=== STATED PROBLEM ===
Repeat, without any change, the entries presented below.
# # # #
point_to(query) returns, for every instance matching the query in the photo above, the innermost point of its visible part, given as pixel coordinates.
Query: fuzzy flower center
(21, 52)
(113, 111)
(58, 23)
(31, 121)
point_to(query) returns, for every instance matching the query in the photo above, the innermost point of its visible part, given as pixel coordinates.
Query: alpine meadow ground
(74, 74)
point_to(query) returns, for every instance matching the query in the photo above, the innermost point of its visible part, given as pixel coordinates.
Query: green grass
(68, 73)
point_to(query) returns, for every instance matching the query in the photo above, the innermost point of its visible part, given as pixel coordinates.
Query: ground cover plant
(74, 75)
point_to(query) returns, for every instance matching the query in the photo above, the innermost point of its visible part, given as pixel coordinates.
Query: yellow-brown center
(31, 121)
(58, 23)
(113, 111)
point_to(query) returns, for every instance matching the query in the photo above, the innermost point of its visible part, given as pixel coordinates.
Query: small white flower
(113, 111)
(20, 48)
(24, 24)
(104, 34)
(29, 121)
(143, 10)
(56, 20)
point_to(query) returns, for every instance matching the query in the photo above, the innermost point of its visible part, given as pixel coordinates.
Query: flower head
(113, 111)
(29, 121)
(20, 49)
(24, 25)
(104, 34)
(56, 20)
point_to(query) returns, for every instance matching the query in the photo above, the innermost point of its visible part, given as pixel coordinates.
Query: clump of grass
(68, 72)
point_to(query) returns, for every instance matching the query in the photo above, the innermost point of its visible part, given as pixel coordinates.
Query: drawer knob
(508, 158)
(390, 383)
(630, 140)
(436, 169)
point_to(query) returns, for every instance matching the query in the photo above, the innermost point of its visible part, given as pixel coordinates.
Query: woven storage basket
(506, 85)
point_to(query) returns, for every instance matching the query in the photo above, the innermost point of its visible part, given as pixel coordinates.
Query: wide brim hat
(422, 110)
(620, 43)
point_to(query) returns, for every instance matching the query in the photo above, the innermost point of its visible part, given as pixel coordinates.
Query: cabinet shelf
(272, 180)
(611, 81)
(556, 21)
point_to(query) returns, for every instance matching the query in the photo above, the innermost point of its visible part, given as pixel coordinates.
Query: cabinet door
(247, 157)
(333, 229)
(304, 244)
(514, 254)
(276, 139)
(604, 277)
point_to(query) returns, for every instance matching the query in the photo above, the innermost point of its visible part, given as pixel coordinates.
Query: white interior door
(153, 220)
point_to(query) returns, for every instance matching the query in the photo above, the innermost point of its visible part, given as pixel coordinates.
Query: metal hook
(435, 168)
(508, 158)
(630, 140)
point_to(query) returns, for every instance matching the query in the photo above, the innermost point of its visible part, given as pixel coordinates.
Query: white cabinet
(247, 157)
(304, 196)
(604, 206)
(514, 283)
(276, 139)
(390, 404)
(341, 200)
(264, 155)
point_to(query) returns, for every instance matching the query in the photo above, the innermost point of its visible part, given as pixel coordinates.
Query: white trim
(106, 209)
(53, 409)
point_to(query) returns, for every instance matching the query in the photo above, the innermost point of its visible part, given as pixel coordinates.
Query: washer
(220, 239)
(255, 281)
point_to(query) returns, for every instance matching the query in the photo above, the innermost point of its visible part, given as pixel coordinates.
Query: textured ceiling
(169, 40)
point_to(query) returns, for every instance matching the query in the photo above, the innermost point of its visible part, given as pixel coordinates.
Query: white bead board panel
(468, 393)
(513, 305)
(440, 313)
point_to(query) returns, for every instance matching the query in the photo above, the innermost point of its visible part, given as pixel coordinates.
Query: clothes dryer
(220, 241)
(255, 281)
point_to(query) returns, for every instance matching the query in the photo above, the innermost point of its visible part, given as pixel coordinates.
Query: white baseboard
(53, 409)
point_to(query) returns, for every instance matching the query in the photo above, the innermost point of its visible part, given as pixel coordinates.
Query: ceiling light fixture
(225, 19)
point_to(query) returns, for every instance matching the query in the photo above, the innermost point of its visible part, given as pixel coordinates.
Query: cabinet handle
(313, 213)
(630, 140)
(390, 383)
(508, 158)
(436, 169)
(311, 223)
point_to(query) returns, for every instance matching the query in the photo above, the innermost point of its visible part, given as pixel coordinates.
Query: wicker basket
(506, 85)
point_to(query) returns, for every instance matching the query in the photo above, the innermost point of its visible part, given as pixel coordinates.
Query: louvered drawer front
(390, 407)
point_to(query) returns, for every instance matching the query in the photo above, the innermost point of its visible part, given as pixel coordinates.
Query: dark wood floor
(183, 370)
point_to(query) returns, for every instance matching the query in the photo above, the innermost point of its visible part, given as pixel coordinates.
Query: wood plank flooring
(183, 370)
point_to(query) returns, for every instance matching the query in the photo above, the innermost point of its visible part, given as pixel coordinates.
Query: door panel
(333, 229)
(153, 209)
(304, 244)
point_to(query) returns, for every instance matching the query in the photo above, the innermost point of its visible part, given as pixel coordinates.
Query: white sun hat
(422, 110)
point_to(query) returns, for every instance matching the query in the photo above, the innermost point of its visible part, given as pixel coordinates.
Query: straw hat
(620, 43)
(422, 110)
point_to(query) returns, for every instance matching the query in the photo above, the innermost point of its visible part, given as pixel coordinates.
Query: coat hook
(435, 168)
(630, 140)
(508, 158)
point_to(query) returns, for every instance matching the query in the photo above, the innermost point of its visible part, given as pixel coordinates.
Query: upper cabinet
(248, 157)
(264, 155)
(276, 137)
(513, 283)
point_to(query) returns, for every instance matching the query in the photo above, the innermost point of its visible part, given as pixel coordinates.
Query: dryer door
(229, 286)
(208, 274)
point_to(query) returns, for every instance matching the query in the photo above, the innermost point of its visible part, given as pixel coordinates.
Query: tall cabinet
# # # #
=== RESULT OF THIS TASK ===
point_to(query) returns, for every instance matching the query in the photo above, the innermost point of its visible part, given as pixel coordinates.
Query: fuzzy flower center
(21, 52)
(113, 111)
(58, 23)
(31, 121)
point_to(query) returns, for every instance matching the query in the photo above, the innermost point of its visible part, given as pixel coordinates.
Query: alpine meadow ground
(74, 74)
point_to(query) returns, for every instance matching the query in the photo above, the innermost point of its visible part, given as pixel coordinates.
Query: green grass
(68, 73)
point_to(query) returns, for every instance matching the query in the photo above, the innermost point of its visible part, given as pixel coordinates.
Query: ground cover plant
(74, 75)
point_to(query) returns, for every instance matching the query in the photo above, the innermost point of its visible part, given as pixel coordinates.
Query: yellow-brown center
(31, 121)
(58, 23)
(113, 111)
point_to(query) returns, for every instance matching the query in the photo above, the innermost point of its visible part, given as pixel coordinates.
Query: small white flower
(113, 111)
(20, 48)
(24, 24)
(104, 34)
(29, 121)
(143, 10)
(56, 20)
point_to(query) returns, for every instance matching the query in the photo above, the innermost point of its visible part, given as pixel coordinates.
Query: flower head
(113, 111)
(29, 121)
(20, 49)
(24, 25)
(104, 34)
(56, 20)
point_to(query) returns, for every instance matching the query in the photo above, the innermost point of its visible part, given as pixel coordinates.
Query: clump of grass
(68, 72)
point_to(query) returns, for every instance matching the query in the photo above, the innermost point of its visible part, given as pixel coordinates.
Query: drawer knob
(508, 158)
(390, 383)
(630, 140)
(436, 169)
point_to(query) returns, for every instance matching the query in the photo above, the innermost point of its visible part, given as pixel coordinates.
Query: woven storage basket
(506, 85)
point_to(query) returns, for every instance matching the query in the photo above, the innermost point of its visible part, given as pixel coordinates.
Query: wide brim hat
(422, 110)
(620, 43)
point_to(query) returns, for every instance matching the query in the photo above, the innermost point of its visible part, given as pixel coordinates.
Query: cabinet shelf
(272, 180)
(611, 81)
(556, 21)
point_to(query) returns, for every instance matching the query in the photo above, the innermost point of its visible part, given as pixel coordinates.
Query: cabinet door
(247, 157)
(333, 229)
(304, 244)
(514, 254)
(276, 139)
(604, 277)
point_to(query) returns, for every instance matching the query in the photo above, the innermost point of its visible part, given as pixel coordinates.
Query: white interior door
(153, 220)
point_to(query) returns, for every instance matching the query in the photo above, the innermost point of its visible part, given as pixel coordinates.
Query: metal hook
(435, 168)
(508, 158)
(630, 140)
point_to(query) returns, for every instance matching the query in the photo above, the innermost point of its visible part, given as pixel coordinates.
Query: white cabinet
(247, 157)
(304, 196)
(604, 206)
(514, 283)
(276, 139)
(390, 404)
(341, 200)
(264, 155)
point_to(query) returns, for every instance matching the query in the photo above, the innermost point of its visible part, given as pixel coordinates.
Query: white trim
(106, 209)
(53, 409)
point_to(query) returns, for every instance matching the query in the photo above, the innermost point of its visible part, given as pixel coordinates.
Query: washer
(220, 239)
(255, 281)
point_to(query) returns, for every instance matching the query in the photo above, the innermost point of its visible part, given as pixel coordinates.
Query: textured ceiling
(169, 40)
point_to(query) returns, for every instance matching the query in the photo above, the innermost point of its visible part, given as pixel coordinates.
Query: white bead board panel
(468, 393)
(513, 305)
(440, 313)
point_to(query) returns, for every instance matching the query in the photo above, the innermost point of its visible part, given as pixel coordinates.
Query: clothes dryer
(220, 241)
(255, 281)
point_to(query) returns, for every instance matching the query in the photo above, the innermost point of its visible part, given as pixel coordinates.
Query: white baseboard
(53, 409)
point_to(query) returns, for every instance matching the query in the photo above, the innermost point of its visible part, given as pixel coordinates.
Query: ceiling light fixture
(225, 19)
point_to(query) returns, for every instance matching the query in the photo above, the innermost point of its visible part, given as pixel coordinates.
Query: cabinet handle
(313, 213)
(630, 140)
(390, 383)
(508, 158)
(436, 169)
(311, 223)
point_to(query) returns, for every instance matching the query in the photo above, the innermost point of its visible part, given as pixel coordinates.
Query: wicker basket
(506, 85)
point_to(query) returns, for every instance matching the query in the photo above, the innermost point of its visible part, given as pixel coordinates.
Query: louvered drawer front
(390, 407)
point_to(query) returns, for every instance matching the query in the photo above, the innermost point of its visible part, given as pixel coordinates.
Query: dark wood floor
(183, 370)
point_to(query) returns, for every instance matching the query in the photo above, the innermost point of its visible part, given as pixel coordinates.
Query: wood plank flooring
(183, 370)
point_to(query) returns, for every instance matching the query in the photo above, the innermost point of its visible part, given as pixel coordinates.
Query: door panel
(333, 229)
(153, 209)
(304, 244)
point_to(query) returns, for every instance matching the query in the photo above, the innermost point of its visible part, given as pixel coordinates.
Query: white sun hat
(422, 110)
point_to(query) returns, for every instance matching the query in the photo above, the innermost point of its visible part, given as pixel coordinates.
Query: straw hat
(620, 43)
(422, 110)
point_to(query) returns, for every instance matching the query in the photo above, the innermost point of its visible part, given as pixel coordinates.
Query: coat hook
(435, 168)
(630, 140)
(508, 158)
point_to(query) returns, for every instance matching the query in the photo above, the innermost point of its visible part, given as pixel coordinates.
Query: upper cabinet
(248, 157)
(264, 155)
(276, 137)
(513, 283)
point_to(query) returns, for every instance matching the query in the photo above, the innermost point of its visible part, given as pixel coordinates.
Query: dryer door
(229, 286)
(208, 274)
point_to(query) returns, for every instance matching the query in the photo above, the innermost point of its visible part, given as pixel coordinates.
Query: tall cabinet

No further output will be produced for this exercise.